SOURCE TEXT.
----

Your HDR survival guide, in six parts

This is the fourth installment of six-part HDR “survival guide.” Over the course of this series, I hope to impart enough wisdom to help you navigate your first HDR project successfully. Each day I’ll talk about a different aspect of HDR, leaving the highly technical stuff for the end. You can find part 3 here.

Thanks much to Canon USA, who responded to my questions about shooting HDR by sponsoring this series.


1. What is HDR?
2. On Set with HDR
3. Monitor Considerations
4. Artistic Considerations < You are here
5. The Technical Side of HDR
6. How the Audience Will See Your Work


Specific code values in HDR data are mapped to specific nit/brightness values on the monitor. Choose a 10-bit code value at random, and that code value will cause an HDR monitor to emit a specific, repeatable amount of light. (This is true of both Dolby Vision and HDR10, but not technically true of HLG, which is an HDR format meant primarily for over-the-air broadcasting. It’s extremely unlikely that you’ll ever monitor in HLG on set. These formats are covered in Part 6.)

Without grading, an object exposed at five stops (reflected) above middle gray will generate a brightness level that corresponds to five stops above middle gray on a consumer HDR TV (if the consumer TV is capable of emitting 800+ nits). The dynamic range captured during photography will map very closely to the dynamic range displayed on the end-viewers TV: if two objects differ in brightness by one stop on set, they will also differ in brightness by one stop on a consumer HDR television.

Also, whereas we’re used to seeing reduced color saturation in SDR as exposure increases, this is less likely to happen in HDR.

For this reason it’s important to understand your camera’s dynamic range and color space, from brightest highlight to darkest black and most saturated hue to least saturated hue. There is no hiding at the extremes of exposure. We’re no longer exposing for middle gray and letting the rest “roll off.” Every stop of dynamic range counts. Highlights should always be protected, and shadows lit to the point that some detail is visible.


There are two theories about shooting for HDR:

  • Don’t shoot for delivery; capture the most data possible for post manipulation.

This method dictates capturing imagery with less dynamic range than might be optimal for delivery, so the colorist has more room to push bits around in post. Rather than play highlights or shadows on the edge, you’d light and expose a little flatter so there’s plenty to manipulate later. The overall “shape” of the look still has to be created on set, so “layers” within the image (foreground, mid-ground, background) should be separated in color, contrast or brightness such that the colorist can enhance their separation, rather than try to create separation from scratch.

  • Shoot for delivery; make the image appear exactly the way you want.

This is a little trickier. It helps to know what peak brightness level to shoot for (4,000 nits, 1,000 nits, 400 nits, etc.) in order to properly monitor the image. This can be difficult, as there are a limited number of monitors on the market that are set ready, affordable and can display brightness at higher nit levels.

----

WHAT THIS TASK INVOLVES. Write out the HDR guide text word for word from "This method dictates" to "separation from scratch.".

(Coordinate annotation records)
----

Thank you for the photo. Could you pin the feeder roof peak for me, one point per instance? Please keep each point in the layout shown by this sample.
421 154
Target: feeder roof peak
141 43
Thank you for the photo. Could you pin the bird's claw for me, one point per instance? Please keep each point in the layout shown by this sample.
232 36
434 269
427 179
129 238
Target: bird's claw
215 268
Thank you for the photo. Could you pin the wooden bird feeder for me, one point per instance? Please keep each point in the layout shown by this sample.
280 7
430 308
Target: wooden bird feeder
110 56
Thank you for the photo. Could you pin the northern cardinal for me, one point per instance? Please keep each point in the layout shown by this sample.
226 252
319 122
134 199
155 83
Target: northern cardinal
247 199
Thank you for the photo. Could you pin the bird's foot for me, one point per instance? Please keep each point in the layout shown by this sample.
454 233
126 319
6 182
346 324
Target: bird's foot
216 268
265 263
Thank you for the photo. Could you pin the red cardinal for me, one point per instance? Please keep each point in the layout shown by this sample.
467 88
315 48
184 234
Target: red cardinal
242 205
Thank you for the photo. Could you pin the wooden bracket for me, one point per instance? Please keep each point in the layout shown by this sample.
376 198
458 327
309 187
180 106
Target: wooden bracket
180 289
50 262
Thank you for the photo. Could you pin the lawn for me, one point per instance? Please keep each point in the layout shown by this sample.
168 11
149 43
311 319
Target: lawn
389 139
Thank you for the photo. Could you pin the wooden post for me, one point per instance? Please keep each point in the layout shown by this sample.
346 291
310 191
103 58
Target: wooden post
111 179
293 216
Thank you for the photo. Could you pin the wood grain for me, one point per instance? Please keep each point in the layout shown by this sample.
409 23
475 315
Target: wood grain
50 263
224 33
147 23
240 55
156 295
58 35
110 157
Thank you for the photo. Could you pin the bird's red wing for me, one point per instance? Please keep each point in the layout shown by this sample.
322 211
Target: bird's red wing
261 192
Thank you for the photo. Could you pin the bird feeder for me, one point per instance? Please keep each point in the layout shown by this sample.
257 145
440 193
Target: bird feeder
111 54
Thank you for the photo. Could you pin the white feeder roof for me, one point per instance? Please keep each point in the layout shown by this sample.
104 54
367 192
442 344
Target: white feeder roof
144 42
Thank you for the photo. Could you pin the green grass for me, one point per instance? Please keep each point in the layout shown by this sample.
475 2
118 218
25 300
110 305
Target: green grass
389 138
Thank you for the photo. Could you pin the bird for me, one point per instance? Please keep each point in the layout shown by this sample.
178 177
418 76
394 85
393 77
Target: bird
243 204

----

THE ANSWER.
This method dictates capturing imagery with less dynamic range than might be optimal for delivery, so the colorist has more room to push bits around in post. Rather than play highlights or shadows on the edge, you’d light and expose a little flatter so there’s plenty to manipulate later. The overall “shape” of the look still has to be created on set, so “layers” within the image (foreground, mid-ground, background) should be separated in color, contrast or brightness such that the colorist can enhance their separation, rather than try to create separation from scratch.